Task: Copy out every item below, keeping each line unchanged.

Examples of point labeling
———

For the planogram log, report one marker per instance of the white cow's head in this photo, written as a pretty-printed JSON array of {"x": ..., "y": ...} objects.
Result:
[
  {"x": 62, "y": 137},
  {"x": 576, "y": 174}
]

———

Complete answer:
For the planogram log, report one marker per instance of the white cow's head in this photo, written as a pretty-printed JSON array of {"x": ..., "y": ...} objects.
Result:
[
  {"x": 62, "y": 137},
  {"x": 576, "y": 174}
]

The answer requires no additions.